= Arbeitsaufträge =
1: Beantworten Sie die folgenden Fragen zum Textauszug über Delors' Europa-Konzept.
(a) In welchem Jahr hat Joseph Fischer den Gedanken in seiner Humboldtrede aufgegriffen?
(b) Von wem soll das Tempo nach diesem Gedanken nicht mehr vorgegeben werden?
(c) Wonach ruft Fischer inzwischen?
2: Setzen Sie den Text über Delors' Idee einer europäischen „Vorhut“ im Anschluss an seinen letzten Satz fort.

= Textauszug =

Über die „Vorhut“ wüsste man gerne mehr
Delors verspricht kein Allheilmittel, zeigt aber mit der „Avantgarde“ einen, wenn auch zerklüfteten Weg aus der Krise auf. Einzelne integrationswilligere Staaten könnten voranschreiten, damit das Tempo nicht mehr vom unwilligsten und langsamsten Partner vorgegeben werde. Stolz ist er darauf, dass Joseph Fischer im Jahr 2000 diesen Gedanken in seiner Humboldtrede aufgegriffen und weiterentwickelt hat. Dass Fischer mit seinem Ruf nach einem Europa „kontinentalen Ausmaßes“ davon nunmehr schon wieder Abschied genommen hat, scheint bei Fertigstellung des Buches nicht bekannt gewesen zu sein. Zu Delors’ Konzept einer „Vorhut“ Europas hätte man sich tiefergreifende Anmerkungen gewünscht, zumal nach dem nicht auszuschließenden Scheitern der EU-Verfassung in einigen Mitgliedstaaten Wege aus der Krise aufzuzeigen wären.

= Inhalt der Daten =
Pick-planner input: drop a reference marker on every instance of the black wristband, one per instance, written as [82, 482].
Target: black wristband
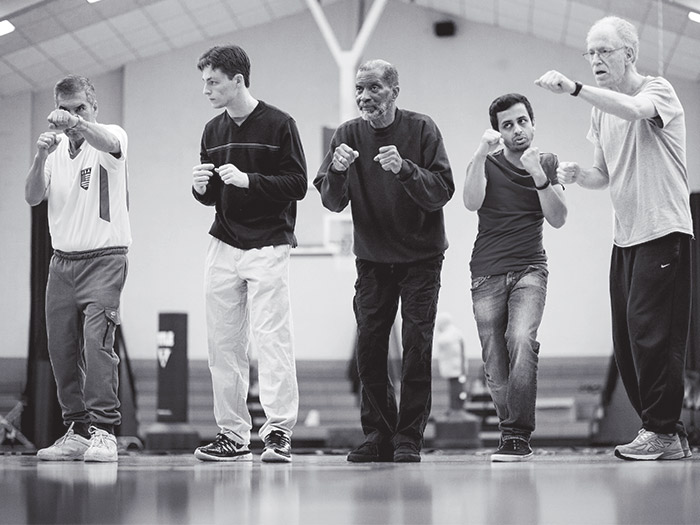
[538, 188]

= Erwartete Ergebnisse =
1:
(a) Im Jahr 2000.
(b) Vom unwilligsten und langsamsten Partner.
(c) Nach einem Europa „kontinentalen Ausmaßes“.

2:
Als Verfechter des französischen Modells einer „Fédération d’Etat Nations“ fällt Delors über die EU-Verfassung ein differenziertes Urteil. Föderale Gedanken sind ihm suspekt, Dreh- und Angelpunkt bleibt für ihn der Nationalstaat klassischer Prägung. Gar nicht anfreunden mag er sich mit dem auch in Frankreich entwickelten Modell eines für zweieinhalb Jahre gewählten Präsidenten des Europäischen Rates, der für ihn nur zu einer weiteren Verkomplizierung des Institutionengefüges führt. Skeptisch beurteilt Delors die aus seiner Sicht blauäugigen Vorstellungen einer Gemeinsamen Außen- und Sicherheitspolitik, die durch einen Europäischen Außenminister zukünftig Gesicht und Stimme erhalten soll. Aufgrund der immer noch stark divergierenden außenpolitischen Traditionen und Konzepte der Mitgliedstaaten stellt er die Nützlichkeit eines solchen Ministers in Frage.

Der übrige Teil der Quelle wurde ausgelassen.